◆ **Input data**:
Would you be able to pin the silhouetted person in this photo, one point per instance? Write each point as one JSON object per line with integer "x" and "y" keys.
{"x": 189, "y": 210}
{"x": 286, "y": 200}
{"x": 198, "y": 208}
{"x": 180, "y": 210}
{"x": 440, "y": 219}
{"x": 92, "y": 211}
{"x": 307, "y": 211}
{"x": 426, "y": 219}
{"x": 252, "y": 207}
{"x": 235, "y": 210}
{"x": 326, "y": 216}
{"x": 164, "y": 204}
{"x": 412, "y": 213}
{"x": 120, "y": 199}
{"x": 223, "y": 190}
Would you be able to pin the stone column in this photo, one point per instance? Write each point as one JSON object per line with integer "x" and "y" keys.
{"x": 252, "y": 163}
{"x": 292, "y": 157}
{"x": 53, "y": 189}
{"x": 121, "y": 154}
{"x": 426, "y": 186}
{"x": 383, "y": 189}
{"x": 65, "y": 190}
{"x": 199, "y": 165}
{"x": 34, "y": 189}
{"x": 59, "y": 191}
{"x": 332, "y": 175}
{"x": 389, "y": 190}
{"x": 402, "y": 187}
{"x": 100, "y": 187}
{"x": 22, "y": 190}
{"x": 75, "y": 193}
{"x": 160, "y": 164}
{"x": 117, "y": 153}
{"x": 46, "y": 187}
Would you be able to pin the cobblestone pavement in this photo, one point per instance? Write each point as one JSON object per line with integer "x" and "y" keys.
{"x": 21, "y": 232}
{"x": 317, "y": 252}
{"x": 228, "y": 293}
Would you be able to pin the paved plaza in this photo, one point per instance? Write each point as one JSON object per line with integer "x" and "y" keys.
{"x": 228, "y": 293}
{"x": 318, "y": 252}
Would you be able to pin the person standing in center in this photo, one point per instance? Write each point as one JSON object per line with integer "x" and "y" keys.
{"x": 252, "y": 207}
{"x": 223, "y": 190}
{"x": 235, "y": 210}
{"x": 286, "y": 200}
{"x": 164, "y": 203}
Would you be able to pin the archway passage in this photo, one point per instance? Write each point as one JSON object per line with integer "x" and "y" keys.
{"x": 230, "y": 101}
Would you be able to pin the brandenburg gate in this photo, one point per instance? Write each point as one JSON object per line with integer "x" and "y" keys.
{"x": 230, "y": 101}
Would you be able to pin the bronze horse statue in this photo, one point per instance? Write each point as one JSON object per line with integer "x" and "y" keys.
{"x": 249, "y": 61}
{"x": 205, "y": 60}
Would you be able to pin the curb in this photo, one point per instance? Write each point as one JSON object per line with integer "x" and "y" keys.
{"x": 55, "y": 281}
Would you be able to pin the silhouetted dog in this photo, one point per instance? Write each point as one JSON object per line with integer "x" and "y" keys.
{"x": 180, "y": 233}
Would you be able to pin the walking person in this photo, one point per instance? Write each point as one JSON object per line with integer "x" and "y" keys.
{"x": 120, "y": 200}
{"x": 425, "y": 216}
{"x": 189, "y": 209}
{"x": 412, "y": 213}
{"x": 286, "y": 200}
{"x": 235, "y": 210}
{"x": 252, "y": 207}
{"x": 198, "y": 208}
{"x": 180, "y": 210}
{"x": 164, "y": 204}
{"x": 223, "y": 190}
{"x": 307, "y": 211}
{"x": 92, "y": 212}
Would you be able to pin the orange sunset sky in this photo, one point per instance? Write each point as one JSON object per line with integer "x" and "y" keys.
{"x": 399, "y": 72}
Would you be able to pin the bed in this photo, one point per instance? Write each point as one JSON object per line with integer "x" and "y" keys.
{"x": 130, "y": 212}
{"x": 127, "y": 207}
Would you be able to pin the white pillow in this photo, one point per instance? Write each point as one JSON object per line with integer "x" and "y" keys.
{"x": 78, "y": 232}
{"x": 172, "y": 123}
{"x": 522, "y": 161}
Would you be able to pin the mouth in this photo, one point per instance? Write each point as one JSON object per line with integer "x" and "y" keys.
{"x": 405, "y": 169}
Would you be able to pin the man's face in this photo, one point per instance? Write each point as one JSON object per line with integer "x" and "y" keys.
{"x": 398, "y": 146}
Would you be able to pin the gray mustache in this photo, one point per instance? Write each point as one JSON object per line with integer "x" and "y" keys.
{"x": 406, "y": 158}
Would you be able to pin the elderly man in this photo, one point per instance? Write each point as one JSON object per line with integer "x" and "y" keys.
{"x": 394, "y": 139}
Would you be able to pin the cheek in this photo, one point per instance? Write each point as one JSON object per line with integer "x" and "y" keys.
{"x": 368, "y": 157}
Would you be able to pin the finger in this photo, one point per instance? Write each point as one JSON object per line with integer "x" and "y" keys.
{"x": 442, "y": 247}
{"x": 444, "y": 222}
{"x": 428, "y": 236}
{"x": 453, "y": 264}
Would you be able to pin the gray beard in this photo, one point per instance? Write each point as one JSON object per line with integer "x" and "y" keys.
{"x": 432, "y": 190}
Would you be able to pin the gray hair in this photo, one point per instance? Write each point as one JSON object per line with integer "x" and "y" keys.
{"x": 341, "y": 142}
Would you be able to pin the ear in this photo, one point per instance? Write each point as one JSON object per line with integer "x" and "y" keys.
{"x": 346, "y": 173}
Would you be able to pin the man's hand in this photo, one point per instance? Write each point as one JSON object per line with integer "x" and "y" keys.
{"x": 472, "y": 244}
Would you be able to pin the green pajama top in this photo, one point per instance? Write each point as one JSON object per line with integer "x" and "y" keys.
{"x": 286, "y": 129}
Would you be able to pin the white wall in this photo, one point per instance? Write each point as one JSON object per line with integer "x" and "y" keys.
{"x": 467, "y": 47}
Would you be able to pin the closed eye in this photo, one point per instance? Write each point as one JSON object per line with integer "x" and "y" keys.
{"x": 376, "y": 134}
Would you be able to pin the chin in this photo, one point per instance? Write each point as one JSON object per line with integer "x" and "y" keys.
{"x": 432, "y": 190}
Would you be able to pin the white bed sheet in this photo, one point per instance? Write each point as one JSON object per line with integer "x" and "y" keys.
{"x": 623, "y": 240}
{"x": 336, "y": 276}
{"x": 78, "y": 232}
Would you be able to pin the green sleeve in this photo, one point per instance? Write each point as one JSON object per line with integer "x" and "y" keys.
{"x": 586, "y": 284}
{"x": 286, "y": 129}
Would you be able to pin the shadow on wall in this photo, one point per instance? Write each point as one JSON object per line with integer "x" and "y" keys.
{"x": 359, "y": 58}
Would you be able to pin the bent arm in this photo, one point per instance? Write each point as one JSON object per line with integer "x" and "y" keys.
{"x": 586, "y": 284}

◆ **Task brief**: Copy each of the items above word for word, one per line.

◆ **Finished exercise**:
Would you be able to pin the silhouetted person in this photo, one point per instance? Write each point as one JSON object per line with integer "x" and "y" keys.
{"x": 189, "y": 210}
{"x": 286, "y": 200}
{"x": 198, "y": 208}
{"x": 180, "y": 210}
{"x": 440, "y": 219}
{"x": 92, "y": 211}
{"x": 307, "y": 211}
{"x": 426, "y": 219}
{"x": 252, "y": 207}
{"x": 235, "y": 210}
{"x": 326, "y": 216}
{"x": 164, "y": 204}
{"x": 412, "y": 213}
{"x": 120, "y": 199}
{"x": 223, "y": 190}
Would you be able to pin the stone column in this photo, one point per instance? Write each point as one JSON object per line with integer "x" and "y" keys.
{"x": 252, "y": 163}
{"x": 292, "y": 157}
{"x": 53, "y": 189}
{"x": 121, "y": 154}
{"x": 426, "y": 186}
{"x": 383, "y": 189}
{"x": 65, "y": 190}
{"x": 199, "y": 165}
{"x": 34, "y": 189}
{"x": 59, "y": 191}
{"x": 332, "y": 175}
{"x": 389, "y": 190}
{"x": 402, "y": 187}
{"x": 100, "y": 187}
{"x": 22, "y": 190}
{"x": 75, "y": 193}
{"x": 160, "y": 164}
{"x": 117, "y": 153}
{"x": 46, "y": 187}
Would you be able to pin the cobblestone pavement in this photo, one point per instance? Write each point as one JSON object per line with integer "x" and "y" keys.
{"x": 21, "y": 232}
{"x": 317, "y": 252}
{"x": 228, "y": 293}
Would you be able to pin the paved plaza in this photo, one point per instance? Write each point as one JSON object per line with integer "x" and "y" keys.
{"x": 228, "y": 293}
{"x": 318, "y": 252}
Would you be able to pin the person standing in center in this photo, one point per instance? Write each point as one JSON object per line with integer "x" and "y" keys.
{"x": 252, "y": 207}
{"x": 223, "y": 190}
{"x": 235, "y": 210}
{"x": 286, "y": 200}
{"x": 164, "y": 203}
Would you be able to pin the archway passage in this photo, one point per instance? Write each point as one JSON object per line with integer "x" and "y" keys.
{"x": 230, "y": 101}
Would you be able to pin the brandenburg gate in this photo, one point per instance? Write each point as one JSON object per line with integer "x" and "y" keys.
{"x": 230, "y": 101}
Would you be able to pin the bronze horse statue in this photo, one point per instance? Write each point as one JSON object per line with integer "x" and "y" keys.
{"x": 249, "y": 61}
{"x": 205, "y": 60}
Would you be able to pin the curb in this photo, one point per instance? Write each point as one JSON object per line with integer "x" and "y" keys.
{"x": 55, "y": 281}
Would you be able to pin the silhouetted dog in this photo, one point per instance? Write each point as one JSON object per line with integer "x" and "y" keys.
{"x": 180, "y": 233}
Would you be able to pin the walking person in this photo, one point per instance? Write each point as one JSON object per line with integer "x" and "y" keys.
{"x": 120, "y": 200}
{"x": 425, "y": 216}
{"x": 189, "y": 209}
{"x": 412, "y": 213}
{"x": 286, "y": 200}
{"x": 235, "y": 210}
{"x": 252, "y": 207}
{"x": 198, "y": 208}
{"x": 180, "y": 210}
{"x": 164, "y": 204}
{"x": 223, "y": 190}
{"x": 307, "y": 211}
{"x": 92, "y": 212}
Would you be able to pin the orange sunset sky in this photo, one point per instance? Write each point as one JSON object per line with integer "x" and "y" keys.
{"x": 399, "y": 72}
Would you be able to pin the bed in this photo, one point per instance? Write each point as one JSON object per line with integer "x" and "y" keys.
{"x": 130, "y": 212}
{"x": 127, "y": 207}
Would you be able to pin the white pillow in this photo, one point per instance? Write each point as one JSON object per line with integer "x" and "y" keys.
{"x": 78, "y": 232}
{"x": 172, "y": 123}
{"x": 522, "y": 161}
Would you be able to pin the mouth in this photo, one point per instance? Write each point as one JSON object per line with integer "x" and "y" keys.
{"x": 405, "y": 169}
Would you be able to pin the man's face in this photo, one point per instance? Write each point as one JSON object per line with integer "x" and "y" keys.
{"x": 398, "y": 146}
Would you be able to pin the gray mustache in this photo, one point per instance? Write each point as one JSON object per line with integer "x" and "y" keys.
{"x": 406, "y": 158}
Would you be able to pin the elderly man in this photo, one point per instance? Write each point as one JSON object per line with integer "x" and "y" keys.
{"x": 394, "y": 139}
Would you be able to pin the cheek in this photo, one point per instance? Write each point as one JSON object per line with integer "x" and "y" keys.
{"x": 368, "y": 157}
Would you be able to pin the finger in this photo, one point per instance? Write each point as one JSON object per line with integer "x" and "y" keys.
{"x": 442, "y": 247}
{"x": 444, "y": 222}
{"x": 428, "y": 236}
{"x": 453, "y": 264}
Would you be able to pin the gray beard in this photo, one point per instance? Write each point as one JSON object per line with integer "x" and "y" keys.
{"x": 432, "y": 190}
Would you be able to pin the gray hair in this photo, one point per instance? Write each point as one JSON object per line with integer "x" and "y" keys.
{"x": 341, "y": 142}
Would you be able to pin the ear in this photo, one point per instance? Write each point as one JSON object per line with integer "x" and "y" keys.
{"x": 346, "y": 173}
Would you be able to pin the man's hand in this photo, one point per instance? Write each point as one JSON object per line with integer "x" and "y" keys.
{"x": 472, "y": 244}
Would you be able to pin the green pajama top in this photo, one point per instance? Write each point as one JSON object per line with integer "x" and "y" keys.
{"x": 286, "y": 129}
Would you be able to pin the white wall in this photo, one point per instance? Write each point as one JSON object per line with integer "x" and "y" keys.
{"x": 467, "y": 47}
Would you be able to pin the closed eye in this photo, one point per instance? Write each point as one JSON object per line with integer "x" and "y" keys.
{"x": 376, "y": 134}
Would you be able to pin the chin in this photo, one point per instance? Write each point as one JSON object per line with integer "x" and "y" keys.
{"x": 432, "y": 190}
Would you be able to pin the white bed sheet in this photo, one point per instance? Write each point as one JSON object per line with integer "x" and "y" keys.
{"x": 623, "y": 240}
{"x": 336, "y": 276}
{"x": 78, "y": 232}
Would you be able to pin the green sleeve in this photo, one point per instance? Write each point as one JSON object per line with integer "x" and "y" keys.
{"x": 586, "y": 284}
{"x": 286, "y": 129}
Would you be able to pin the shadow on wall in this photo, one point per instance? Write each point as one JSON object per line with integer "x" and "y" keys.
{"x": 359, "y": 58}
Would you be able to pin the bent arm in this photo, one point per instance? Write each point as one JSON object per line with integer "x" and "y" keys.
{"x": 586, "y": 284}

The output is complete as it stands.